■ **LISTED ENTRIES**
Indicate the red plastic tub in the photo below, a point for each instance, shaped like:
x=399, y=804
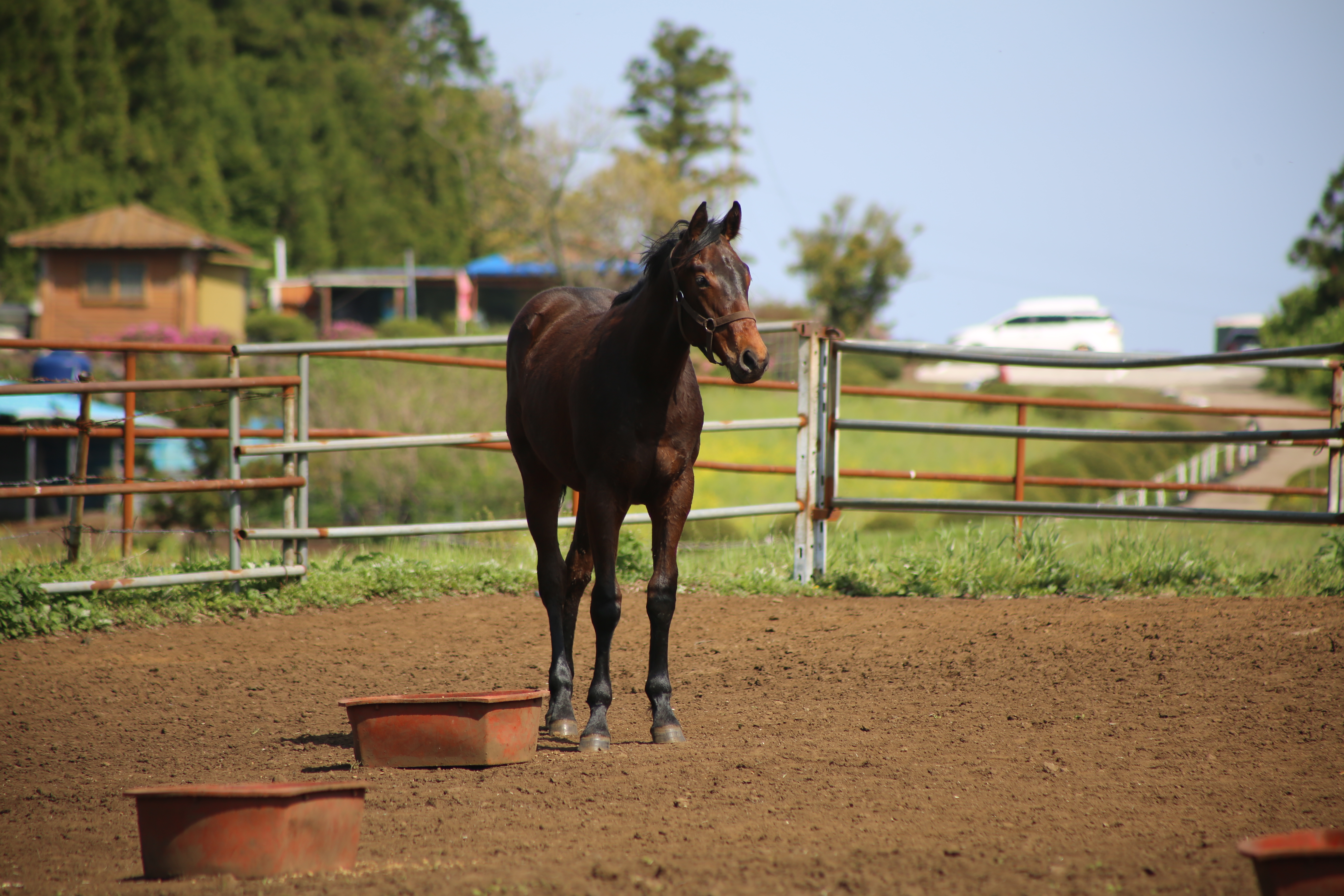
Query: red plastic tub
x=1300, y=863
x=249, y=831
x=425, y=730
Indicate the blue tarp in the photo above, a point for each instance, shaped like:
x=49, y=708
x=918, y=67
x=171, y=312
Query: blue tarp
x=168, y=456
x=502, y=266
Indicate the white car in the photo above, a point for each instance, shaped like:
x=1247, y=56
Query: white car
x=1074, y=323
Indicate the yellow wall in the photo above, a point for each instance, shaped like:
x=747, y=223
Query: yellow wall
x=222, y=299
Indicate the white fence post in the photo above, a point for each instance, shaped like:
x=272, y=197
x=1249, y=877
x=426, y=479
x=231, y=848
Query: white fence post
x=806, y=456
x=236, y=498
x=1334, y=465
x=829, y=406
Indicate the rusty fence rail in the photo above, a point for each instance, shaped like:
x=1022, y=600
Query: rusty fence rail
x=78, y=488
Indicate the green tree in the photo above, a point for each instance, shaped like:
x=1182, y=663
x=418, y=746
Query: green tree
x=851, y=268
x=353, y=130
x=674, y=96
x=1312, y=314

■ **TASK DETAILS**
From the listing above, pick out every line containing "like".

■ **SOLVED PROBLEM**
Indicate the red plastic tub in the photo below, a point for each instance, shaped like:
Indicate the blue tarp in the photo above, a point for each instance, shaped like:
Indicate the white car in the photo above, a point for each instance, shaped like:
Indicate the yellow wall in the photo above, a point for each instance, shaped like:
Indicate the white fence post in the photo above, a point for each instance, shaped like:
Indicate the rusty fence rail in the photo above, a point for each instance, shaped like:
Indicate the green tree in the photo above, a point for each instance, shaped like:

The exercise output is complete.